Collection Development Statement

Last updated July 2020

Overview

The collection supports the research and teaching of faculty and students in the Department of Comparative Thought and Literature at Johns Hopkins University. Founded in 1966 as the Humanities Center, the Department of Comparative Thought and Literature was reconstituted under its present name in 2018 to reflect the Department’s “ongoing commitment to serious interdisciplinary study, with a focus on questions at the intersection of literature, philosophy, and aesthetics”. Because interests vary widely in Comparative Thought and Literature, collection development is undertaken in close consultation with faculty and students in the Department, together with their colleagues in related departments (see “Collaborations” below).

Departments/disciplines/programs subject areas supported

The Department of Comparative Thought and Literature offers the PhD. Though no major or minor are currently offered, undergraduates may undertake interdisciplinary research with the affiliated Honors Program in the Humanities.

Formats Selected

Formats collected generally:

  • Monographs (print and electronic)
  • Collected editions (print and electronic)
  • Edited volumes, including conference proceedings and Festschriften (print and electronic)
  • Serials (electronic preferred)

________________

> [What is expected]
According to the collection development statement, in what year was the Department of Comparative Thought and Literature reconstituted under its present name?

> [Provided material]
________________

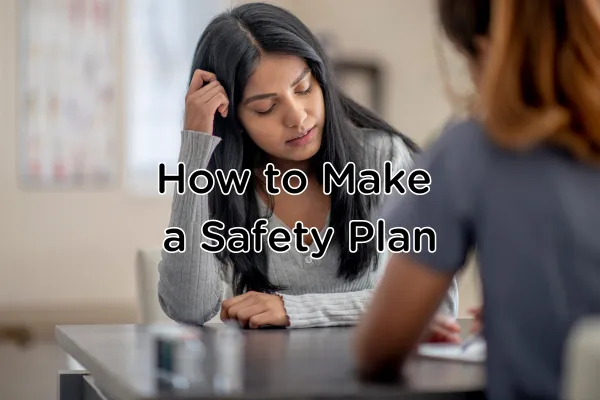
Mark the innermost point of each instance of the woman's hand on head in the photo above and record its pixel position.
(204, 98)
(253, 310)
(443, 329)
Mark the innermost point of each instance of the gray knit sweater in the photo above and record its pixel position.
(191, 283)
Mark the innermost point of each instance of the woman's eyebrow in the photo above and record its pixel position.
(267, 95)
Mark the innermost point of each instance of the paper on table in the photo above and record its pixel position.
(475, 353)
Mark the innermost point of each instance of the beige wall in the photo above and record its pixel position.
(69, 249)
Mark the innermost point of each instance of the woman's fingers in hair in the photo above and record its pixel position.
(199, 78)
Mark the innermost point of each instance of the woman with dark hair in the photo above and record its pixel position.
(520, 181)
(262, 92)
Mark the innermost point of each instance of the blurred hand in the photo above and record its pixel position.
(477, 313)
(205, 97)
(254, 309)
(443, 329)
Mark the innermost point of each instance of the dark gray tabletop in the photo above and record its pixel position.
(306, 363)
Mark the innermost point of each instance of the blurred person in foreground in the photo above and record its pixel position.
(520, 181)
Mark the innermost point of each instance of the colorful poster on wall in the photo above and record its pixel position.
(69, 64)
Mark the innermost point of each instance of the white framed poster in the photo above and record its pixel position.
(68, 72)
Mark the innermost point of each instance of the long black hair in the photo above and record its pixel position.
(231, 47)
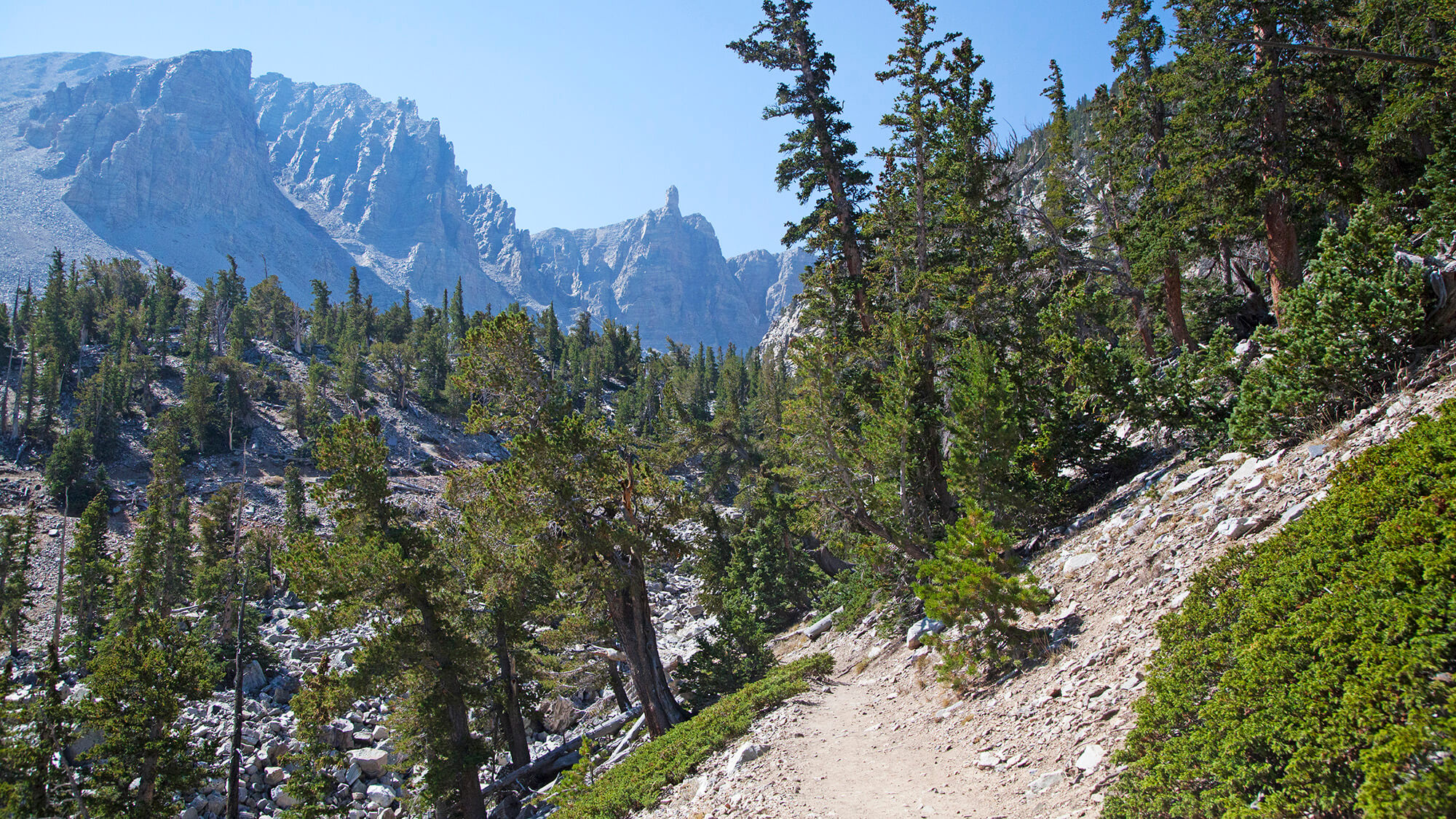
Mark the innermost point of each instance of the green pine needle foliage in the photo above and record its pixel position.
(1345, 334)
(1310, 675)
(732, 654)
(970, 582)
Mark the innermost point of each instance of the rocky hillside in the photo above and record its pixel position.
(190, 159)
(886, 737)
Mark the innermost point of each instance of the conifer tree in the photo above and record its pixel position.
(819, 158)
(90, 579)
(385, 569)
(577, 488)
(148, 669)
(158, 576)
(17, 593)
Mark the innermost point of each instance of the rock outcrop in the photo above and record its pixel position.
(665, 273)
(161, 161)
(190, 159)
(378, 178)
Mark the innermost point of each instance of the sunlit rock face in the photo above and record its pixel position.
(190, 161)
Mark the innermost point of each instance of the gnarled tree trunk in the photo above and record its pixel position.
(631, 615)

________________

> [Task response]
2018